Ms. Steven’s rabbit is missing

Design by Kiara Velez
Image Description: Black and white photo of a rabbit’s shadow projected on a white wall. Resting on the edge of a flat surface that sharply falls away, the rabbit looks past the edge to the emptiness beyond. 

“Ms. Steven’s rabbit is missing.” 

The loudspeaker shut off with a deafening click. A name and three words is all it took to dig a pit in my stomach. 

Teacher stood at the front of the classroom, looking down at our adolescent faces in neat little rows on the alphabet carpet. A stranger on campus, he said. It’s like a fire or earthquake drill. To practice what to do if a stranger were to try to get inside and hurt us. 

A stranger? Why would a total stranger want to hurt people who have done nothing wrong? 

These questions warped my tiny 6-year-old mind as I pulled my limbs close, wrapping little arms around little legs. All around me were my classmates, tiny bodies I’d grown to know and play with. Innocent, ignorant, and infuriating in the number of times someone sniffed or whispered, breaking the silence ordered upon us. Backs pressed against each other, huddled beside the one windowless wall, we breathed together. In – out. It was just a drill. But in my mind, if we were going down, it would be as a group. 

Teacher wouldn’t let that happen, though. He had a bat, long and slender. It glinted silver. He gripped it casually, tucked under his arm as he worked his way around the room, testing to see how quickly he could close the blinds. One window at a time, Teacher systematically shut out all the sunlight, the opposing wall stretching further and further into oblivion. Out of reach. 

I’d snatched scissors off a table as our small mass of bodies moved from the exposed carpet to the back wall behind Teacher’s desk.

Eyes darting between the door and fellow nervous faces, I wrapped my fingers around the scissors and hid them against my chest. They weren’t much, tiny red craft scissors so dulled they struggled to cut paper, but an assurance nonetheless. If Teacher went down. 

If anyone knew I worried enough to have scissors, they’d say I was overreacting. Nothing bad would ever actually happen. 

That’s when I realized that I’d never felt afraid at school before. It was a safe space. I kept telling myself that this was a drill. Just a drill. 

The stranger can’t get inside. 

Five years later, I eagerly stepped onto the bus headed for camp, the one that the fifth-grade classes went on every year. I remember grinning so widely for so long that my cheeks hurt. But I didn’t care, throwing my overnight bag under the bus and plopping down into a window seat. My parents had bought me a disposable camera, the kind in the yellow wrapping that needed a few seconds to warm up, and I took so many pictures of the drive to the camp that I had to ration out what little film remained once I actually got there. I loved it. The idea of freedom, of creation, of self-discovery, of community. 

Community. That’s what I thought I had at that school. Looking back, I really didn’t. 

My elementary school was incredibly white, with the second largest group consisting of Latine kids. A few mixed Asians like myself, and that was about all the racial diversity we had at the time. I didn’t really notice it, though. I liked my classmates. I thought we were all the same then. I thought we all liked the same things, heard the same stories, and got the same kind of love from the same kind of parents. 

No.

But I looked white enough. My dad describes his experience as people knowing he’s something, but that they just can’t put their finger on it. Can’t pick the proper label. So, I blended in. Just another kid on the bus. Accepted enough.

It was the last night at camp, and my friend was desperately trying to teach me Crazy Eights when Teacher knocked, popping her head into our little room.

> _Supplied data_
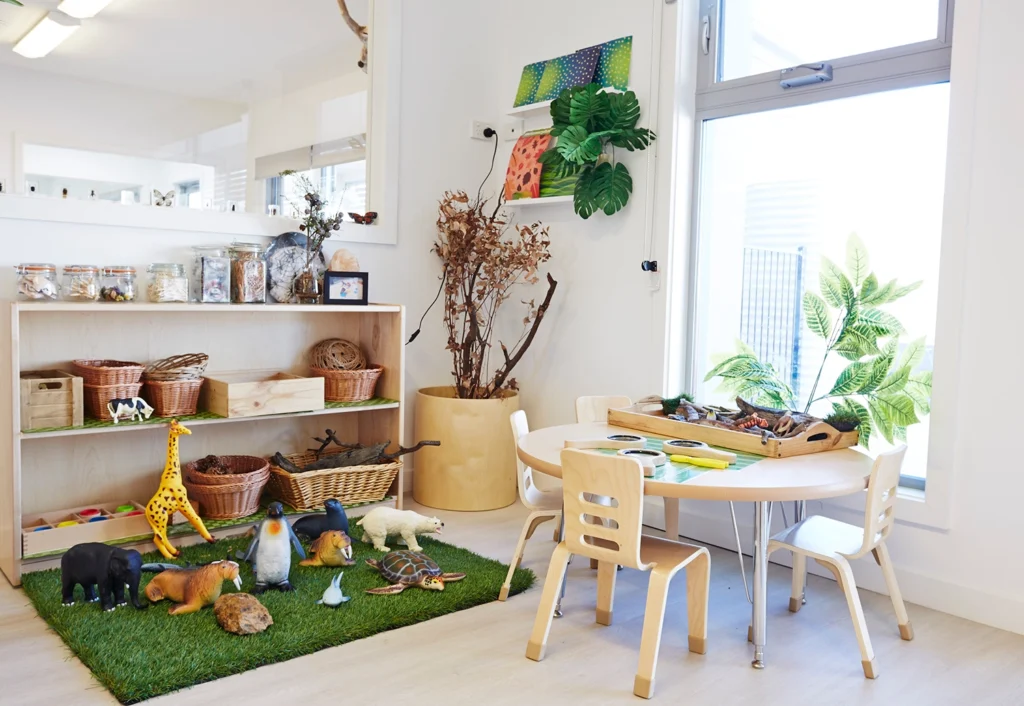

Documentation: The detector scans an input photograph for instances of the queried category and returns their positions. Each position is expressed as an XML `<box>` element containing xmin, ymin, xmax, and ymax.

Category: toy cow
<box><xmin>106</xmin><ymin>398</ymin><xmax>153</xmax><ymax>424</ymax></box>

> _Required task 1_
In the essay about the missing rabbit, what did the narrator's parents buy for the fifth-grade camp trip?
> _Required task 2_
Condense the paragraph of the rabbit essay that begins "My elementary school was incredibly white" into two shorter sentences, keeping its main facts.
> _Required task 3_
Reproduce the rabbit essay word for word from "My elementary school" to "our little room.".

> _Finished answer 1_
A disposable camera in yellow wrapping.

> _Finished answer 2_
The narrator's elementary school was mostly white, with Latine kids as the second largest group and only a few mixed Asian students like the narrator. The narrator didn't notice this then, liked the classmates, and believed everyone liked the same things, heard the same stories, and got the same kind of love from parents.

> _Finished answer 3_
My elementary school was incredibly white, with the second largest group consisting of Latine kids. A few mixed Asians like myself, and that was about all the racial diversity we had at the time. I didn’t really notice it, though. I liked my classmates. I thought we were all the same then. I thought we all liked the same things, heard the same stories, and got the same kind of love from the same kind of parents. 

No.

But I looked white enough. My dad describes his experience as people knowing he’s something, but that they just can’t put their finger on it. Can’t pick the proper label. So, I blended in. Just another kid on the bus. Accepted enough.

It was the last night at camp, and my friend was desperately trying to teach me Crazy Eights when Teacher knocked, popping her head into our little room.